◆ Data items ◆
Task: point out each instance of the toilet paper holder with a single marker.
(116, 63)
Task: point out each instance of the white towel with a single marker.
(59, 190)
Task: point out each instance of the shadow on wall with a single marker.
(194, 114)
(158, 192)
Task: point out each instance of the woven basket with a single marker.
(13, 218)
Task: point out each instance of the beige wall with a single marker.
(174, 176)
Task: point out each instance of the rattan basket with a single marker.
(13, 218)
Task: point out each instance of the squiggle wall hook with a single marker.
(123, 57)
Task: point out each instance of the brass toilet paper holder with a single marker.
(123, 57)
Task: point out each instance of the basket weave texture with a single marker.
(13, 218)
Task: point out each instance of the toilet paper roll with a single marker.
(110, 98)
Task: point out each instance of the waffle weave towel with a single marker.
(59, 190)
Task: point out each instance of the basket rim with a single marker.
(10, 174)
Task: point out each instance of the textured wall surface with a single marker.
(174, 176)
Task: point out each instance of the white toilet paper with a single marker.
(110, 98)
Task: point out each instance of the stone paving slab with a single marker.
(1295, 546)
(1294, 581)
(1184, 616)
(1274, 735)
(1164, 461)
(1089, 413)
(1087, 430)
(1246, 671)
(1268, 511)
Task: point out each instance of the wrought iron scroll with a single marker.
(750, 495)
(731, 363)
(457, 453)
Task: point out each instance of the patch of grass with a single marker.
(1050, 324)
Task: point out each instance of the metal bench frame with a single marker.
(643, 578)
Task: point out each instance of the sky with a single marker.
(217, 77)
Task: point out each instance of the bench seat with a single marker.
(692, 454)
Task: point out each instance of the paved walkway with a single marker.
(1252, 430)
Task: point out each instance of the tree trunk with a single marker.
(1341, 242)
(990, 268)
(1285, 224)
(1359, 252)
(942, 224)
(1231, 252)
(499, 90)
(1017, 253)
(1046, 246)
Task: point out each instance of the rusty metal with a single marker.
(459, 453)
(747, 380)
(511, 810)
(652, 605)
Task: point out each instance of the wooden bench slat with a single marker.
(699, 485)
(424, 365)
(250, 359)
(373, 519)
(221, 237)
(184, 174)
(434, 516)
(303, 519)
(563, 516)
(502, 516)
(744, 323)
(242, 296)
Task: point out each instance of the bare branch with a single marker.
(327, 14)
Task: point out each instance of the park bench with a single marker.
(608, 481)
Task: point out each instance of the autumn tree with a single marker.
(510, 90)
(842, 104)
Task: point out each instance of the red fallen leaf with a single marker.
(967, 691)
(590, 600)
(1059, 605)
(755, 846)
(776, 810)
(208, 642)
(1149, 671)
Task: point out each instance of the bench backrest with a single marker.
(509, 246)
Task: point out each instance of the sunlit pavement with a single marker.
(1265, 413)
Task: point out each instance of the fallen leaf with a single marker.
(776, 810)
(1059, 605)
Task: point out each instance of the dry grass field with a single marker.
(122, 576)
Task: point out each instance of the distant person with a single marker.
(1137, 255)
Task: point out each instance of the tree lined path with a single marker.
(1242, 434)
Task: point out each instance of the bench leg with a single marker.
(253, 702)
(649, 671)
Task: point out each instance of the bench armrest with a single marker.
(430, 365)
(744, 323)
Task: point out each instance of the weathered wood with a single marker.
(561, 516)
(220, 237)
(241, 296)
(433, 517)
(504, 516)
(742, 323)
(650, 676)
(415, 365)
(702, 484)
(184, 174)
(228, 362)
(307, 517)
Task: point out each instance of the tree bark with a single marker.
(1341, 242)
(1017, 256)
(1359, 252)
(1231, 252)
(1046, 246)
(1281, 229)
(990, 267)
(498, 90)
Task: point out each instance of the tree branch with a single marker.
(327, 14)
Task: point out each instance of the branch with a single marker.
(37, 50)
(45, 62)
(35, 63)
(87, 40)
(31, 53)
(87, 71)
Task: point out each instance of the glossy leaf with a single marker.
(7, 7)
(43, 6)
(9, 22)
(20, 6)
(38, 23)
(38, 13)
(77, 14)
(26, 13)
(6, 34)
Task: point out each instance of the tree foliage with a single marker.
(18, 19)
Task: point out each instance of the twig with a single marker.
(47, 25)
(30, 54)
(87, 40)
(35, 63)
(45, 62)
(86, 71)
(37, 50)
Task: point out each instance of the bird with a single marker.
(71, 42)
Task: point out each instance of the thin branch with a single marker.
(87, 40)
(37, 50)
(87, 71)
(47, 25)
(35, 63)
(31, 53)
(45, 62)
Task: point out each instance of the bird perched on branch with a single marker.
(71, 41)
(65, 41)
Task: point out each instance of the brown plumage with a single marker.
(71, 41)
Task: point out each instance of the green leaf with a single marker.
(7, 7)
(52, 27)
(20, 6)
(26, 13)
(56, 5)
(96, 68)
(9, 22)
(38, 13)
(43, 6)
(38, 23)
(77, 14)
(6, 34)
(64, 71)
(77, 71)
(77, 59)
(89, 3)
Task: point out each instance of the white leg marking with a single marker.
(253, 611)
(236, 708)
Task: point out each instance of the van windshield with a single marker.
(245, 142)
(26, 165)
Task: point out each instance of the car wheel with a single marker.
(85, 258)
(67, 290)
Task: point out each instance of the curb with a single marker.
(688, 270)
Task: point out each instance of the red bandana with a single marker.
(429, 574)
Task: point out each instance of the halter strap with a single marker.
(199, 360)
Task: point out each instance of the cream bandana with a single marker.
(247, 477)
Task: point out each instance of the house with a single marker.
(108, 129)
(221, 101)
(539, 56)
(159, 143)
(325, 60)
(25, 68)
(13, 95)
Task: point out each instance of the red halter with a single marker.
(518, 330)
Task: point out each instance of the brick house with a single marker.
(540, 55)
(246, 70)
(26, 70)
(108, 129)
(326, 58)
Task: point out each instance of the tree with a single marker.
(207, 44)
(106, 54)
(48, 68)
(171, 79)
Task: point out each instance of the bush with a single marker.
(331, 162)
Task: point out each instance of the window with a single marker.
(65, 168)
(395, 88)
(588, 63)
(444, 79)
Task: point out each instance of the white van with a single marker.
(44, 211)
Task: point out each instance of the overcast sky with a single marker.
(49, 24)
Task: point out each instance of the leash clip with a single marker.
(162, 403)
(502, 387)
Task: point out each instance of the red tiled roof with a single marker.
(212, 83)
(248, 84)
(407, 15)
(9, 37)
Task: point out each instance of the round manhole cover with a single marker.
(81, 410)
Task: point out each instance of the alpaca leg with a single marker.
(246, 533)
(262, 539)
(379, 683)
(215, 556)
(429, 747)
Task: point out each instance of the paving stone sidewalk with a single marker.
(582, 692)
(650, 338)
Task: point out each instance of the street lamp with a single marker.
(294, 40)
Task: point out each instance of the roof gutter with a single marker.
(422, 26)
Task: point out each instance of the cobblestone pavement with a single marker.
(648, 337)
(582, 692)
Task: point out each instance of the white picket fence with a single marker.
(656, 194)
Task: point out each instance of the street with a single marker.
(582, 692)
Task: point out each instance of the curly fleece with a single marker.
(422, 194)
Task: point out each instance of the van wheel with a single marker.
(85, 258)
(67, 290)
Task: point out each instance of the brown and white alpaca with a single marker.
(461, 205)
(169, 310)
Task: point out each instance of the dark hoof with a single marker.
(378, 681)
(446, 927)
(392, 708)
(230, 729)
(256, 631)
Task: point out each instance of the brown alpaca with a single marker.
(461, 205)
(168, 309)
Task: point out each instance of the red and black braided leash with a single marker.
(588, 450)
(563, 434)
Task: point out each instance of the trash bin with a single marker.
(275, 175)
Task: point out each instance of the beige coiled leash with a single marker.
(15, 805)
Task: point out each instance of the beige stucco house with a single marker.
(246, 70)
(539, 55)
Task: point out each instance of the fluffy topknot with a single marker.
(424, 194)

◆ What the task asks ◆
Please lay out the whole listing above as a two-column CSV with the headers "instruction" and "points". Give each text and its answer one row, each value in a single quoted field with line breaks replaced by spaces.

◆ Solution for this exercise ◆
instruction,points
"Task: point out each instance of the toilet paper holder with a single marker.","(116, 63)"
"Task: point out each instance of the white towel with a single marker.","(59, 190)"
"Task: point out each instance of the shadow on wall with a single marker.","(194, 114) (158, 192)"
"Task: point out each instance of the woven basket with a single marker.","(13, 218)"
"Task: point out each instance of the beige wall with a single marker.","(174, 176)"
"Task: point out each instance of the rattan basket with a single marker.","(13, 218)"
"Task: point out each instance of the squiggle wall hook with a single marker.","(123, 57)"
"Task: point out each instance of the brass toilet paper holder with a single marker.","(123, 57)"
"Task: point out each instance of the basket weave texture with a single marker.","(13, 218)"
"Task: point out each instance of the toilet paper roll with a single marker.","(110, 98)"
"Task: point out each instance of the waffle weave towel with a single marker.","(59, 190)"
"Task: point out each instance of the basket rim with a single marker.","(10, 174)"
"Task: point out each instance of the textured wall surface with a single marker.","(174, 176)"
"Task: point out each instance of the white toilet paper with a single marker.","(110, 98)"
"Task: point out each instance of the stone paving slab with a single marker.","(1295, 546) (1294, 581) (1184, 616) (1274, 735) (1164, 461) (1089, 413) (1087, 430) (1246, 671) (1268, 511)"
"Task: point out each instance of the wrought iron scroll with a single marker.","(750, 495) (731, 363) (457, 453)"
"Task: point out each instance of the patch of grass with a single marker.","(1050, 324)"
"Task: point out each instance of the metal bench frame with a single marker.","(643, 578)"
"Task: point out each instance of the sky with a single marker.","(217, 77)"
"Task: point out each instance of the bench seat with a single marker.","(692, 454)"
"Task: point out each instance of the paved walkway with a single marker.","(1252, 430)"
"Task: point out each instance of the tree trunk with a single marker.","(1341, 242) (990, 268) (1285, 224) (1359, 252) (942, 224) (1231, 252) (499, 90) (1017, 253) (1046, 246)"
"Task: point out each instance of the rusty metal with a single marker.","(459, 453) (747, 380) (511, 810) (652, 605)"
"Task: point out each instance of the wooden bench slat with a single marker.","(699, 485) (424, 365) (250, 359) (373, 519) (221, 237) (184, 174) (434, 516) (303, 519) (563, 516) (502, 516) (744, 323) (242, 296)"
"Task: point out each instance of the bare branch with a single marker.","(327, 14)"
"Task: point out each instance of the park bench with a single marker.","(608, 481)"
"Task: point out each instance of the autumn tree with a single marker.","(510, 90) (842, 104)"
"Task: point out each instance of the red fallen leaf with a single marker.","(967, 691) (590, 600) (1059, 605) (755, 846) (776, 810) (208, 642) (1149, 671)"
"Task: point out each instance of the bench backrest with a single marker.","(509, 246)"
"Task: point out each instance of the sunlit pavement with a single marker.","(1265, 413)"
"Task: point out each instance of the fallen leaf with a single marker.","(776, 810) (1059, 605)"
"Task: point out each instance of the dry grass field with a single marker.","(122, 576)"
"Task: point out each instance of the distant person with a single marker.","(1137, 255)"
"Task: point out each instance of the tree lined path with a single marker.","(1242, 434)"
"Task: point out each instance of the bench leg with a single marker.","(253, 702) (649, 671)"
"Task: point out each instance of the bench armrest with a single marker.","(430, 365) (744, 323)"
"Task: point out each instance of the weathered wood with a single marker.","(561, 516) (220, 237) (241, 296) (433, 517) (504, 516) (742, 323) (650, 676) (415, 365) (702, 484) (184, 174) (228, 362) (307, 517)"
"Task: point out each instance of the tree bark with a single marker.","(1341, 242) (1017, 256) (1359, 252) (1231, 252) (1046, 246) (1281, 229) (990, 267) (498, 90)"
"Task: point out each instance of the tree branch with a single marker.","(327, 14)"
"Task: point out each instance of the branch with a single marker.","(37, 50) (45, 62) (35, 63) (87, 40) (31, 53) (87, 71)"
"Task: point out each instance of the glossy leaf with a single marker.","(7, 7) (43, 6) (9, 22) (20, 6) (38, 23) (38, 13) (77, 14) (26, 13) (6, 34)"
"Task: point out each instance of the tree foliage with a single marker.","(18, 19)"
"Task: point out each instance of the twig with a single marker.","(47, 25) (30, 54) (87, 40) (35, 63) (45, 62) (86, 71) (37, 50)"
"Task: point out each instance of the bird with a single marker.","(71, 42)"
"Task: point out each instance of the thin branch with a single marker.","(87, 40) (37, 50) (87, 71) (47, 25) (35, 63) (31, 53) (45, 62)"
"Task: point out each instance of the bird perched on branch with a single marker.","(71, 41) (65, 41)"
"Task: point out each instance of the brown plumage with a single marker.","(71, 41)"
"Task: point out each instance of the green leaf with a single marker.","(7, 7) (52, 27) (20, 6) (26, 13) (56, 5) (96, 68) (9, 22) (38, 13) (43, 6) (38, 23) (77, 14) (6, 34) (64, 71) (77, 71) (77, 59) (89, 3)"
"Task: point out each instance of the white leg marking with a single marker.","(253, 611) (236, 708)"
"Task: point out each instance of the van windshield with a single marker.","(245, 142) (26, 165)"
"Task: point out each instance of the car wheel with a single marker.","(85, 258) (67, 290)"
"Task: point out each instance of the curb with a single marker.","(688, 270)"
"Task: point out each instance of the red bandana with a single marker.","(429, 574)"
"Task: point out each instance of the halter strap with a single marker.","(199, 360)"
"Task: point out each instance of the cream bandana with a single marker.","(247, 477)"
"Task: point out each instance of the house with a single marker.","(108, 129) (221, 101) (539, 56) (159, 143) (325, 60) (25, 68) (13, 95)"
"Task: point out each instance of the red halter with a single marker.","(518, 330)"
"Task: point out each instance of the brick house with a single marker.","(540, 55) (246, 70) (26, 70) (108, 129) (326, 58)"
"Task: point out each instance of the tree with a single marker.","(207, 44) (106, 54) (48, 68) (171, 79)"
"Task: point out each instance of the bush with a single marker.","(331, 162)"
"Task: point out each instance of the window with a single marker.","(65, 168) (395, 88) (588, 63) (444, 79)"
"Task: point out each instance of the white van with a single marker.","(44, 211)"
"Task: point out each instance of the overcast sky with a single marker.","(49, 24)"
"Task: point out each instance of the leash clip with a single marker.","(162, 403) (502, 387)"
"Task: point out each instance of the red tiled roof with a single marker.","(212, 83) (248, 84) (407, 15) (9, 37)"
"Task: point out each instance of the round manhole cover with a single marker.","(81, 410)"
"Task: point out each instance of the alpaca leg with a single marker.","(246, 533) (262, 539) (379, 683) (215, 556) (429, 747)"
"Task: point out each instance of the paving stone sidewalk with a single marker.","(582, 692) (650, 338)"
"Task: point out each instance of the street lamp with a single marker.","(294, 40)"
"Task: point out each instance of the roof gutter with a single marker.","(422, 26)"
"Task: point out each instance of the cobblestone pavement with a single marker.","(648, 337) (582, 692)"
"Task: point out each instance of the white picket fence with a single marker.","(656, 194)"
"Task: point out each instance of the street with a single marker.","(582, 692)"
"Task: point out each instance of the curly fleece with a single marker.","(422, 194)"
"Task: point out each instance of the van wheel with a single marker.","(85, 258) (67, 290)"
"Task: point out each instance of the brown and white alpaca with a single marker.","(461, 205) (169, 310)"
"Task: point out each instance of the dark hoof with a single marker.","(378, 681) (446, 927) (392, 708) (230, 729) (256, 631)"
"Task: point out each instance of the brown alpaca with a single marker.","(461, 205) (168, 309)"
"Task: point out each instance of the red and black braided leash with a single marker.","(588, 450) (563, 434)"
"Task: point out each instance of the trash bin with a single marker.","(275, 175)"
"Task: point out each instance of the beige coiled leash with a single marker.","(15, 805)"
"Task: point out each instance of the beige stucco house with a single marker.","(246, 70) (539, 55)"
"Task: point out each instance of the fluffy topknot with a single marker.","(424, 194)"